**REQUIRED ACTION:** Reproduce the records exactly.

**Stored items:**
=======

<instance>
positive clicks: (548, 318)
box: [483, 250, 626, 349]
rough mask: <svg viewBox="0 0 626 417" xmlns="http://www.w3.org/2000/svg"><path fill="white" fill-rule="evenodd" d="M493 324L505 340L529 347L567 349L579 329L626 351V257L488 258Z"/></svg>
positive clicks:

=======

**ANSWER BOX:**
<instance>
positive clicks: (548, 318)
box: [483, 250, 626, 349]
rough mask: <svg viewBox="0 0 626 417" xmlns="http://www.w3.org/2000/svg"><path fill="white" fill-rule="evenodd" d="M493 324L505 340L529 347L567 349L579 329L626 351V257L488 258Z"/></svg>
positive clicks:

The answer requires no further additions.